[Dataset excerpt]

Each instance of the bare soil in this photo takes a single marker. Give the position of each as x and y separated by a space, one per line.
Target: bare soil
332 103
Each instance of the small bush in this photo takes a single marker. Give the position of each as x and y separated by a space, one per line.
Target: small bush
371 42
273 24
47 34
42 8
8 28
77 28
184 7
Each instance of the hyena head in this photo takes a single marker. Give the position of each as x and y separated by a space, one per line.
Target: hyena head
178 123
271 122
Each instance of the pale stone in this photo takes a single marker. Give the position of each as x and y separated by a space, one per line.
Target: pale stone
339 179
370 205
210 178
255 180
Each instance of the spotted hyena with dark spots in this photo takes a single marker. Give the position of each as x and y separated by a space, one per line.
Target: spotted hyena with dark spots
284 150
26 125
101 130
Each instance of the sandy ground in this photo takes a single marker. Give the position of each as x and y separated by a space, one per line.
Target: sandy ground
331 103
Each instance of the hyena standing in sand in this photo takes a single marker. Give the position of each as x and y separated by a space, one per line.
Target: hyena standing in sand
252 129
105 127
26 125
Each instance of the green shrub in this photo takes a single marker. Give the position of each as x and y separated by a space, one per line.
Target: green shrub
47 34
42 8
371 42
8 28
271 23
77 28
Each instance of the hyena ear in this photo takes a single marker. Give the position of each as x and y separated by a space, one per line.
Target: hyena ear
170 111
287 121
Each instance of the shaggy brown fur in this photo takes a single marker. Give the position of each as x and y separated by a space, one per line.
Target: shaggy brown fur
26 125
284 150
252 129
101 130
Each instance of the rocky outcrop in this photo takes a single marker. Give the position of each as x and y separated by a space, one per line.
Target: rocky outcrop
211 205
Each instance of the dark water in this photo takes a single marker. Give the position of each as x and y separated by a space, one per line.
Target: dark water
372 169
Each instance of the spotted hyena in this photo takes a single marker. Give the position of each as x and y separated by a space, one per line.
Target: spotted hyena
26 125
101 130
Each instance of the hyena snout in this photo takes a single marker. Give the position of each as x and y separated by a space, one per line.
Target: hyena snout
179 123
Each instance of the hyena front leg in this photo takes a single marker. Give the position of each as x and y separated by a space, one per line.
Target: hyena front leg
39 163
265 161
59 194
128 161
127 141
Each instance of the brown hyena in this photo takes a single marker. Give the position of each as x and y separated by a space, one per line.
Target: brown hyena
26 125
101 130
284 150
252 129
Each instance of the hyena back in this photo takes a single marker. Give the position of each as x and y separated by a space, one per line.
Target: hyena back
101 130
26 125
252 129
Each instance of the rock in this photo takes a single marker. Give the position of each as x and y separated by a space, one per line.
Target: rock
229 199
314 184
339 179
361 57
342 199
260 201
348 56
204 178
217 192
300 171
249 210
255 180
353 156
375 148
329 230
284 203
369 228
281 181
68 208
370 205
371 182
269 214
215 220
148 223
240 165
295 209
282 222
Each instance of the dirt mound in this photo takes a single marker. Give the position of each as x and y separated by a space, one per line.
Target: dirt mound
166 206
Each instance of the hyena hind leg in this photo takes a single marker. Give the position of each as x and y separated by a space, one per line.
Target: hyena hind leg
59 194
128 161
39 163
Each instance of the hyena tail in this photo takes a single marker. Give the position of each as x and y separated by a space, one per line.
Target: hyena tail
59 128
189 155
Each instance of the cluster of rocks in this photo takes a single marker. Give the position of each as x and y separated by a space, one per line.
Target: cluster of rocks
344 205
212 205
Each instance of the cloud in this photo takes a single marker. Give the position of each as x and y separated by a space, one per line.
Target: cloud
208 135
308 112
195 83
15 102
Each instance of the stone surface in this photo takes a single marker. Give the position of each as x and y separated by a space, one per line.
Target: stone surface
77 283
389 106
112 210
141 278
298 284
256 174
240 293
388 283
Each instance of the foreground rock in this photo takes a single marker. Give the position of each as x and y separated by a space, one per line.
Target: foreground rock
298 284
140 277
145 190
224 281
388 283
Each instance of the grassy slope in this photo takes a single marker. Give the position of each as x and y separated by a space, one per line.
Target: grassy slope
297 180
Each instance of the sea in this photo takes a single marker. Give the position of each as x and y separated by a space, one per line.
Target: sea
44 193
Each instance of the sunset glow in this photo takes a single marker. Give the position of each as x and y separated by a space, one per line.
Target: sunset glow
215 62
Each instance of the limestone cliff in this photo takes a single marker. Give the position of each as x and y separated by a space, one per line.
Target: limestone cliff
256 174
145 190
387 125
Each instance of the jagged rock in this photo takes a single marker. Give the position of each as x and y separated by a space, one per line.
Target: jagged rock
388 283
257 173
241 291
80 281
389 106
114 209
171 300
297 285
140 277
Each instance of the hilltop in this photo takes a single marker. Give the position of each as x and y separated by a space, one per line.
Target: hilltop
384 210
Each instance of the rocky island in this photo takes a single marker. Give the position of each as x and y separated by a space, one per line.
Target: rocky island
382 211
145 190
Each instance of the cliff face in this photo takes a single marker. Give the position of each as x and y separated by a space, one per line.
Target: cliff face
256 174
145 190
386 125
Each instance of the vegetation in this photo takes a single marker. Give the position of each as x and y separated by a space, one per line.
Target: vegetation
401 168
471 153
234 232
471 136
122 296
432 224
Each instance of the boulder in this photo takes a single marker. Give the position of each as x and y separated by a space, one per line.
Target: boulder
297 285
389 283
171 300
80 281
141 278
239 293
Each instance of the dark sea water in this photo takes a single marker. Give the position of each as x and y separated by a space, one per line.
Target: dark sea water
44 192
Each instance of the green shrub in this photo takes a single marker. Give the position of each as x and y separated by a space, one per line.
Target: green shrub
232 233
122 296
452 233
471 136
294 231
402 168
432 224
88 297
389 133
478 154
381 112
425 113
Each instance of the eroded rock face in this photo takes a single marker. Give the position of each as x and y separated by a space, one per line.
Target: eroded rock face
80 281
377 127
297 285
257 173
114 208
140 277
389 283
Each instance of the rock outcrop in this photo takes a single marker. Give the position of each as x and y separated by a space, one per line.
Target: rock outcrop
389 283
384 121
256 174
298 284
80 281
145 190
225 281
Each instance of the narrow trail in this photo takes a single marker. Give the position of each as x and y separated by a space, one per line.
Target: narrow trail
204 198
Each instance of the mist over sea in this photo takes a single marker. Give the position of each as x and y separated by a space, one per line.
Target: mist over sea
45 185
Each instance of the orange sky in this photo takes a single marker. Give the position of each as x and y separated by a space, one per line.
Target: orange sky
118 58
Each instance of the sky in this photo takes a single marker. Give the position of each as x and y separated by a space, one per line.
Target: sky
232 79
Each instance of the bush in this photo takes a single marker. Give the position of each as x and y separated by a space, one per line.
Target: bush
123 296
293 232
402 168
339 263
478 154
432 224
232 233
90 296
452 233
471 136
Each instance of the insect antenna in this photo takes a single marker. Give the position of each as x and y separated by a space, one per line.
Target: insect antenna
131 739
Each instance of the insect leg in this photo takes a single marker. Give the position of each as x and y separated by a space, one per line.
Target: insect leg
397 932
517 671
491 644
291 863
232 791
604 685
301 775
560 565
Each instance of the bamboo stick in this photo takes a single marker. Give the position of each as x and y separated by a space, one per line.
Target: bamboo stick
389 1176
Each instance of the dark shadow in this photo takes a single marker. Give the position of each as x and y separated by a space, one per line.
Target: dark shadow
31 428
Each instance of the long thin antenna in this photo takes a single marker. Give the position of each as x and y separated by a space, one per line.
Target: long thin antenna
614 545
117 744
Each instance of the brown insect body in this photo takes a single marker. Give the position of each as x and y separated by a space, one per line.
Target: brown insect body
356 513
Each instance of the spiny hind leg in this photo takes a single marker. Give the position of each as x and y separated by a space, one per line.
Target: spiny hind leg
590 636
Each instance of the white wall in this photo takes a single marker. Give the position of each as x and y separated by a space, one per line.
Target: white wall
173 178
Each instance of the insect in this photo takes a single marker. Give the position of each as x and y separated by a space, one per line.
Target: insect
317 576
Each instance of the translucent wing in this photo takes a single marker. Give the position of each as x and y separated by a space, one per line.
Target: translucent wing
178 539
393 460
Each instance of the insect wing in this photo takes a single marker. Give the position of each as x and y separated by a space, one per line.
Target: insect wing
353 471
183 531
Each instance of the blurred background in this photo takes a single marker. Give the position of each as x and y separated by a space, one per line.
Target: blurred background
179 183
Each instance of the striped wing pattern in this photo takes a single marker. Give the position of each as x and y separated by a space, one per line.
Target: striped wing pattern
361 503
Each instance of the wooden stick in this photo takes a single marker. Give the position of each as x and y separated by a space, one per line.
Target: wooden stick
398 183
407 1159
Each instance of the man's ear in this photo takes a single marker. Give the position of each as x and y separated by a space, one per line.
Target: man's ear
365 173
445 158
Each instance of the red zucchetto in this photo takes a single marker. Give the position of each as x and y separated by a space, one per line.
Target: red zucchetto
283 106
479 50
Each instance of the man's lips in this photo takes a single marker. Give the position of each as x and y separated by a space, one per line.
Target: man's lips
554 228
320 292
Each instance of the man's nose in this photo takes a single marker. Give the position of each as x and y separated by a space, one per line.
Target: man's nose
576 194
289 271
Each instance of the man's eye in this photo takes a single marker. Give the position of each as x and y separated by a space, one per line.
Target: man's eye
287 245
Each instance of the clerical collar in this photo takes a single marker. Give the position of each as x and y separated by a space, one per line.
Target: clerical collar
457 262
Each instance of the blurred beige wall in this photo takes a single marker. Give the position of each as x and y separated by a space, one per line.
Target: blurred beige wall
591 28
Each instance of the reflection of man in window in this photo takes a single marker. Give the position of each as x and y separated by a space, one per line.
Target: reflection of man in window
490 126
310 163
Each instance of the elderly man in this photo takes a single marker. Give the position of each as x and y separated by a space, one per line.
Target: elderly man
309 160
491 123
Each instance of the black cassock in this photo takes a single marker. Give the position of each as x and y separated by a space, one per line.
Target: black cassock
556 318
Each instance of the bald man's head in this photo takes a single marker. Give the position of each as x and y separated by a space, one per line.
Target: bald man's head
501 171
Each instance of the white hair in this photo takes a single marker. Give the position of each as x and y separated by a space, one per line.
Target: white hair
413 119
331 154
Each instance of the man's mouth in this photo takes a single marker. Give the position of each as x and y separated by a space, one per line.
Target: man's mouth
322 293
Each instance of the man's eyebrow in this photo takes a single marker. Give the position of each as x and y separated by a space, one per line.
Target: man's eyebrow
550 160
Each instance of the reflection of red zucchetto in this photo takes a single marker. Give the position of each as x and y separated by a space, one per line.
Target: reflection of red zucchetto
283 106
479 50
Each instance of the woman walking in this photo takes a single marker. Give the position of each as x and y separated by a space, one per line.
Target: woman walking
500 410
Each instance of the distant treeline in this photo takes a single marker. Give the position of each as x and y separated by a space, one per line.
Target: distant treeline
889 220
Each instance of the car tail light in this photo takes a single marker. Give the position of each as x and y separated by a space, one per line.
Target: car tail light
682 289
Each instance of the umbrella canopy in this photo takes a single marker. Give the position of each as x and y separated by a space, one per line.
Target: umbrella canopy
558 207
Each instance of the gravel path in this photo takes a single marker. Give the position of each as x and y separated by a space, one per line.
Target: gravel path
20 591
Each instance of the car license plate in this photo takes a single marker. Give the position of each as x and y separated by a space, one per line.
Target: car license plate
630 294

* _SHORT TASK_: Give back, unchanged, every line from the one with "Each instance of the woman" to the end of the entries above.

* _RESULT BELOW_:
Each instance of the woman walking in this photo takes a single marker. Give the position of each as x and y separated by a space, one per line.
Target: woman walking
500 410
Each instance of the distant treeline in this photo takes a single marker. Give the position of each as x and y separated by a space, one per line.
Target: distant treeline
889 220
Each instance of the car tail light in this photo takes a single marker. Give the position of each as x and y separated by a space, one per line.
Target: car tail light
682 289
Each instance of the umbrella canopy in this photo takes a single marker. Give the position of each as x and y separated by a space, one per line.
Target: umbrella canopy
558 207
Each instance of the gravel path in this photo takes a single marker. Give the position of each as x and y separated by a space, one per line.
Target: gravel path
20 591
Each instance of the car license plate in this photo takes a single marker. Give the position of each as x and y separated by a space, one per line.
Target: car license plate
630 294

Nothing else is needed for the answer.